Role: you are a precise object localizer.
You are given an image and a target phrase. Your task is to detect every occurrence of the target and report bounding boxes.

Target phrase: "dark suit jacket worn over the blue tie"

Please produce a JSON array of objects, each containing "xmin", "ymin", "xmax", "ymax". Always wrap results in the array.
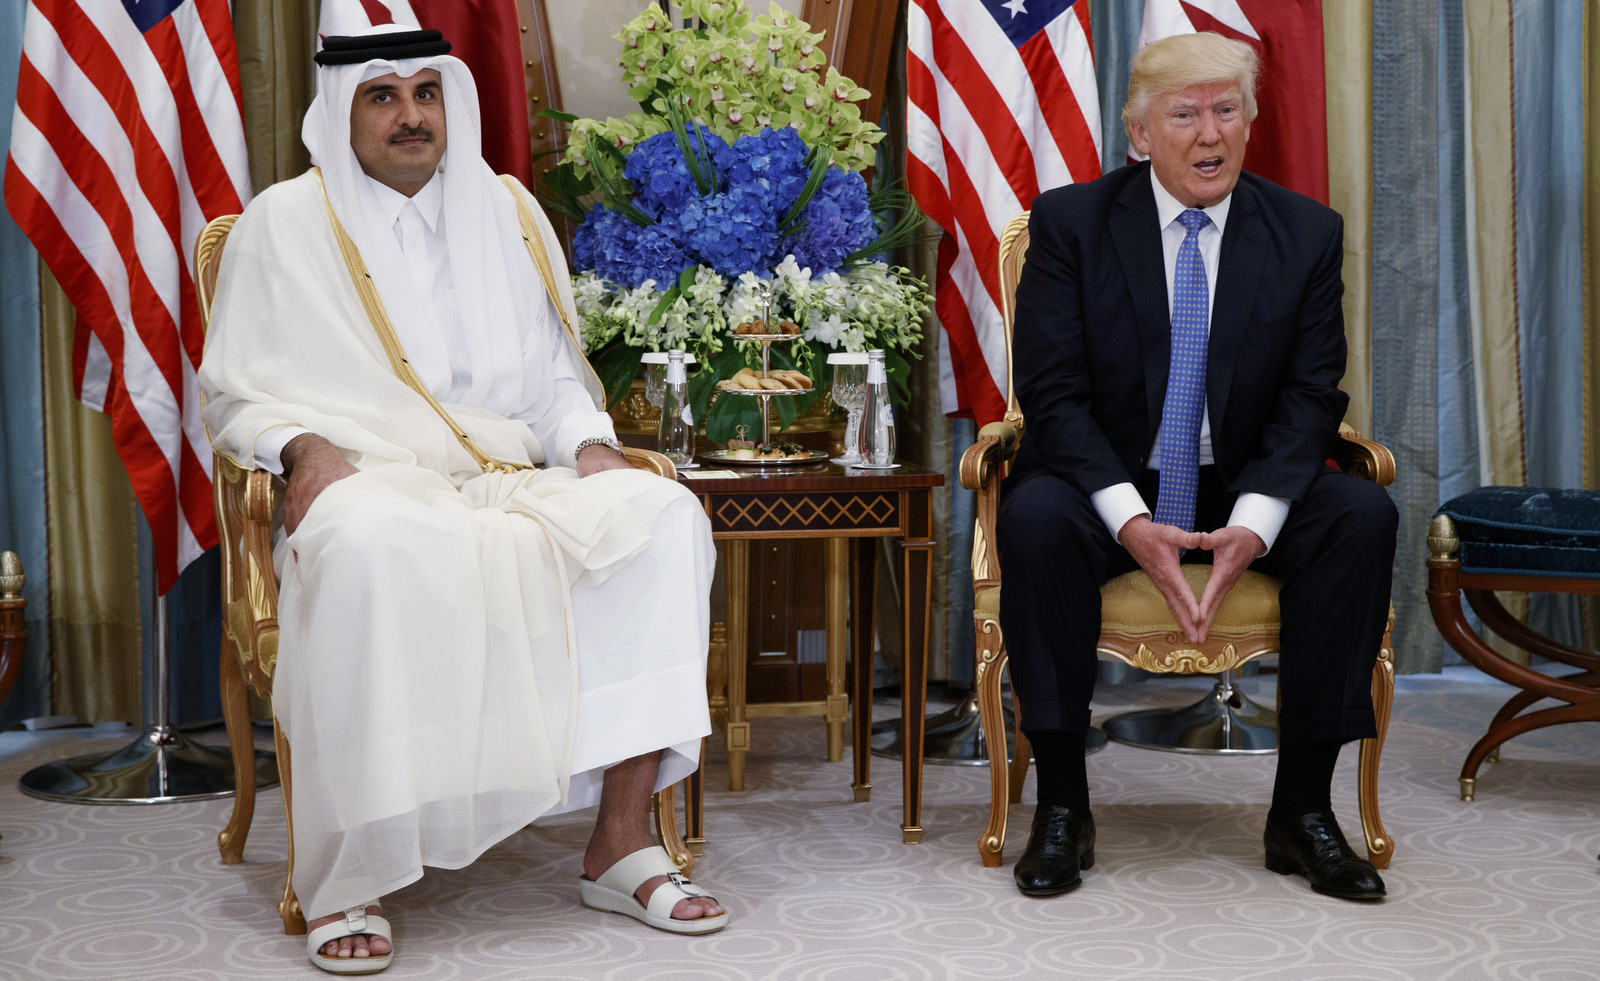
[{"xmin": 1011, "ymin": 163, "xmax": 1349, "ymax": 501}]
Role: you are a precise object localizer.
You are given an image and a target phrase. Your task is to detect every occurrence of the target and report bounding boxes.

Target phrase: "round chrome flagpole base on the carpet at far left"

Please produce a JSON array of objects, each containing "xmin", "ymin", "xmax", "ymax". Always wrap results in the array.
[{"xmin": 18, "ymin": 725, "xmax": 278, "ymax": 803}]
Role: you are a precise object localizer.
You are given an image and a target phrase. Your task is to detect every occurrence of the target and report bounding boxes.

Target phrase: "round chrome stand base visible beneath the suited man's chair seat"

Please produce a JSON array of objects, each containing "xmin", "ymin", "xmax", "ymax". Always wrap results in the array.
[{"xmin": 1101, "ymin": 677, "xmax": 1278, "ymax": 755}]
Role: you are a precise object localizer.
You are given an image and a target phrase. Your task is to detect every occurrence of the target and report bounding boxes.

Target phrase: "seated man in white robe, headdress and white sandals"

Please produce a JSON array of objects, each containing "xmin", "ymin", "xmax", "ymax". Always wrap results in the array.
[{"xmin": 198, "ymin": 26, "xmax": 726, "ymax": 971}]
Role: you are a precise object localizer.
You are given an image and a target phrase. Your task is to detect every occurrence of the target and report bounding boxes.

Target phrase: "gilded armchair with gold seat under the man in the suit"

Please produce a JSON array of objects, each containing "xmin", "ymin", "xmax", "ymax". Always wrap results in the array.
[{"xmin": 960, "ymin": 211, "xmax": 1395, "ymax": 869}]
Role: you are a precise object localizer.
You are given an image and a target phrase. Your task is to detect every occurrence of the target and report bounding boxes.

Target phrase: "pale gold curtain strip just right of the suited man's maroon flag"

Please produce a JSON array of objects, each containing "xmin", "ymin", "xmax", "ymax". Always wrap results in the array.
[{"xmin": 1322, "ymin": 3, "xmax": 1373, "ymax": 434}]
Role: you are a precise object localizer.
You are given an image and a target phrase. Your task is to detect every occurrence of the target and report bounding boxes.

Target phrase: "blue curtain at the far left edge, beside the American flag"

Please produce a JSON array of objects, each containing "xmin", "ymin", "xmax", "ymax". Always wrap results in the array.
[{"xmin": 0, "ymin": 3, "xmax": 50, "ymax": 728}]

- **EXERCISE**
Reproduce, word for word, the lines of the data from the one that contains "curtain at the" to the end, both ends included.

- **WRITTEN RESPONSE**
Target phrase: "blue curtain at the far left edge, beside the American flag"

Please produce a JSON array of objects, each containing "xmin", "ymin", "xmax", "ymax". Always wrap results in the array.
[{"xmin": 0, "ymin": 3, "xmax": 50, "ymax": 728}]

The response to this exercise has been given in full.